*** Blocco di testo ***
Cultura

Ernesto Franco, una direzione dolce nelle stanze Einaudi

Ernesto Franco, una direzione dolce nelle stanze EinaudiErnesto Franco

Ritratti Addio allo scrittore e direttore generale della casa editrice torinese di via Biancamano. Ispanista, stava lavorando a un Meridiano su Octavio Paz. Fra i suoi libri, «Isolario» (1994), «Vite senza fine» (1999), «Storie fantastiche di isole vere». A novembre, uscirà sempre per Einaudi, la silloge «Lontano io»

Pubblicato 2 mesi faEdizione del 12 settembre 2024

Non è difficile spiegare chi era Ernesto Franco. Come tutte le persone che contano veramente è stato, nel campo editoriale, un uomo di potere che non aveva i vezzi dell’uomo di potere. Un galantuomo senza mezzi termini. E l’espressione di come si possa esercitare il mestiere dell’editoria in quanto sistema per costruire cittadinanza.
*** Dati forniti ***
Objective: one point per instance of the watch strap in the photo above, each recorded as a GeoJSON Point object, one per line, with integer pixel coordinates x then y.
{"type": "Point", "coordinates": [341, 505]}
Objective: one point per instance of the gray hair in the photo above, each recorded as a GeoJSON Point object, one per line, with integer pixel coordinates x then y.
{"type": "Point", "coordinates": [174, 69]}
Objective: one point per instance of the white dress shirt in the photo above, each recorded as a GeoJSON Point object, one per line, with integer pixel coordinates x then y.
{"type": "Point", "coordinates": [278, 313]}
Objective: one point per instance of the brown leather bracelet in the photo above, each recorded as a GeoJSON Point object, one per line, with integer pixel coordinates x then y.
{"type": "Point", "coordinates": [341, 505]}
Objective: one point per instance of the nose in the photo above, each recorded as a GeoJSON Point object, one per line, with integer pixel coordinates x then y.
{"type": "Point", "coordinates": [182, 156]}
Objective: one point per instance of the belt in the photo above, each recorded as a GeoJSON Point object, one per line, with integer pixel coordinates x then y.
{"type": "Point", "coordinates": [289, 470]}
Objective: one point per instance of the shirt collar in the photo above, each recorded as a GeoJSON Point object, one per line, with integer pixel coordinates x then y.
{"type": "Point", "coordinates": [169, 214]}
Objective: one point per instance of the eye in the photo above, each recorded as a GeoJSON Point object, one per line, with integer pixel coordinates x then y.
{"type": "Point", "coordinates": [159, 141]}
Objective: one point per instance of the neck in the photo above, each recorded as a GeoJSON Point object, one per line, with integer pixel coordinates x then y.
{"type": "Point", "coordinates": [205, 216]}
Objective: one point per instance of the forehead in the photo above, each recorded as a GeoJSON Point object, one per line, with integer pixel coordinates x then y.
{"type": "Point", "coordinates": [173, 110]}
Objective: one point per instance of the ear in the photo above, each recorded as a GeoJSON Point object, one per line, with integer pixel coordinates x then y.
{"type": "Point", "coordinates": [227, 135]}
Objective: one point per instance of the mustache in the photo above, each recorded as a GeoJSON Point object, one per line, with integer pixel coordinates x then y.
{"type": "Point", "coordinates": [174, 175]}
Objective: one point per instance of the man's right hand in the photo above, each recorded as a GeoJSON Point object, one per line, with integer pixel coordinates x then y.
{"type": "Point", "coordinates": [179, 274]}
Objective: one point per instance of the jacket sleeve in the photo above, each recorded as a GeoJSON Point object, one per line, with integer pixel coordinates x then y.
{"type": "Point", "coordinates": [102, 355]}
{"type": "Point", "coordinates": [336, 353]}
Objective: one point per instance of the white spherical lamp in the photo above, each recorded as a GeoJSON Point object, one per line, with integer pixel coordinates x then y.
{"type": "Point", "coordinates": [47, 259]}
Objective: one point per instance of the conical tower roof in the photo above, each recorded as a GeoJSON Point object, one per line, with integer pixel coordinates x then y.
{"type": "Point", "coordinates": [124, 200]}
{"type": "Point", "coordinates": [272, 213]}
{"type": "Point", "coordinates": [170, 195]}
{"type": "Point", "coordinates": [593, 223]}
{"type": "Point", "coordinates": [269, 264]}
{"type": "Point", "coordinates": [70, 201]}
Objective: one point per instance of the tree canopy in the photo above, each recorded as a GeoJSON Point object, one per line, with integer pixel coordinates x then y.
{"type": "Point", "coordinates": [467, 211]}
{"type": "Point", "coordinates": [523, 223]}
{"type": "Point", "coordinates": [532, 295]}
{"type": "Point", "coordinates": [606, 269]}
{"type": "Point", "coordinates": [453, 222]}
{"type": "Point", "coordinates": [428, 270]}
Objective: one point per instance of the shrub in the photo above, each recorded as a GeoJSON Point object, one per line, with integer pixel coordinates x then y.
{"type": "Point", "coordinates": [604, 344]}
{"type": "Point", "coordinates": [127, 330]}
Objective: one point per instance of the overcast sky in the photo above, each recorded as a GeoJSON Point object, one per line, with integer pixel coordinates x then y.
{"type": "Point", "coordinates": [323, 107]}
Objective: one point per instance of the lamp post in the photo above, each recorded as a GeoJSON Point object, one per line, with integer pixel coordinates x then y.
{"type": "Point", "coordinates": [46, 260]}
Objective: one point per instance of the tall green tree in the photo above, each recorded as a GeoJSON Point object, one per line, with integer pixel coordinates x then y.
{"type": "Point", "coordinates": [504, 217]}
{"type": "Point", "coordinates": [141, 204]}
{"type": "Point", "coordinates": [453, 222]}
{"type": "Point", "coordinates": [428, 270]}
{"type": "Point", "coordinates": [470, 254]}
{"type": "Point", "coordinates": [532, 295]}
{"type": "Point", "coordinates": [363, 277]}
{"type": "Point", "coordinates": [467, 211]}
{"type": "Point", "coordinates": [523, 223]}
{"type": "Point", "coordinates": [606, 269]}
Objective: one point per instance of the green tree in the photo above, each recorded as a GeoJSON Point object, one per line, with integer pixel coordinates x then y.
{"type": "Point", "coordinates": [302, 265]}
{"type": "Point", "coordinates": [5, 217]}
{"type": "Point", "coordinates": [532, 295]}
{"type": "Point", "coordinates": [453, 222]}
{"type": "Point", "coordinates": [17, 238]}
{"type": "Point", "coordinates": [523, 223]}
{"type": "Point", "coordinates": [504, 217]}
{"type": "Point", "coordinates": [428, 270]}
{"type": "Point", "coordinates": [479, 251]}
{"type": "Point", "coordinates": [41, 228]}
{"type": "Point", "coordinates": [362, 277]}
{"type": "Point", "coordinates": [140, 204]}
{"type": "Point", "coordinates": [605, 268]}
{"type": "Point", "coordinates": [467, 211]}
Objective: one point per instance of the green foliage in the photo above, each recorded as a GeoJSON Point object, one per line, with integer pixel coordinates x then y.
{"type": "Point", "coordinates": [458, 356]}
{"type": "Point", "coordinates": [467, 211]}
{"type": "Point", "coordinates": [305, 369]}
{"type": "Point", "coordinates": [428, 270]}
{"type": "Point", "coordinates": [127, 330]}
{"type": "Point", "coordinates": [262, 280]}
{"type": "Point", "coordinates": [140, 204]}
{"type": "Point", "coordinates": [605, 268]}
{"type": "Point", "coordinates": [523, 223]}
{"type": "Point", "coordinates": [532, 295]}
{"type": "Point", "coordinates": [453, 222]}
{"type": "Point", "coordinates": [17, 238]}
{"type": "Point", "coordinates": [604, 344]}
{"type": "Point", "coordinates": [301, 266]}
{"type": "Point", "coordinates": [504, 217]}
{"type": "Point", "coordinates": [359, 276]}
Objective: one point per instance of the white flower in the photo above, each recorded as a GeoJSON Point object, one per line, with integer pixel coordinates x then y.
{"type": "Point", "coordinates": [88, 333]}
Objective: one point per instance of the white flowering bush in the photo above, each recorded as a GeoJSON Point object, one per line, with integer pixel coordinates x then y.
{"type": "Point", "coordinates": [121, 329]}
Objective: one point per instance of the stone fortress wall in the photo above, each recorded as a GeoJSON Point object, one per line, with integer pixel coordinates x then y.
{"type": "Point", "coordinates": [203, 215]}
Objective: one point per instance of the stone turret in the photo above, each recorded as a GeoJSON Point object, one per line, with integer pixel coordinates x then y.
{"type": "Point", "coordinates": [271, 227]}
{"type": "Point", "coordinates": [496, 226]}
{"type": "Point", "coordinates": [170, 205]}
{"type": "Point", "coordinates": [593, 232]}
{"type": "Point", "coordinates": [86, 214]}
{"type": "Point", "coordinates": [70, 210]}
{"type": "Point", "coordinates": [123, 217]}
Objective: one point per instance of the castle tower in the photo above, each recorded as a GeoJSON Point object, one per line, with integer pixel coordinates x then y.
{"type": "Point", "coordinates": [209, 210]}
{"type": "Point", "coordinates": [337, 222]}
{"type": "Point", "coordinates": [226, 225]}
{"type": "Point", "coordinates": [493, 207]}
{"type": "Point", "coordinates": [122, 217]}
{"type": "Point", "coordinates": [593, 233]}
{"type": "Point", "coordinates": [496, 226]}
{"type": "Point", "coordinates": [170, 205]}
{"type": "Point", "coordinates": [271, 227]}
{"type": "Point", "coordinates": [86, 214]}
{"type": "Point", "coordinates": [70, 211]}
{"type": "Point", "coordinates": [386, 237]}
***
■ Consegna 1 ■
Traduci in inglese la frase «Non è difficile spiegare chi era Ernesto Franco.» dell'articolo su Ernesto Franco.
■ Consegna 2 ■
Restituisci dall'articolo su Ernesto Franco il passo compreso tra «Non è difficile» e «per costruire cittadinanza.», estremi inclusi.

■ Soluzione 1 ■
It is not difficult to explain who Ernesto Franco was.

■ Soluzione 2 ■
Non è difficile spiegare chi era Ernesto Franco. Come tutte le persone che contano veramente è stato, nel campo editoriale, un uomo di potere che non aveva i vezzi dell’uomo di potere. Un galantuomo senza mezzi termini. E l’espressione di come si possa esercitare il mestiere dell’editoria in quanto sistema per costruire cittadinanza.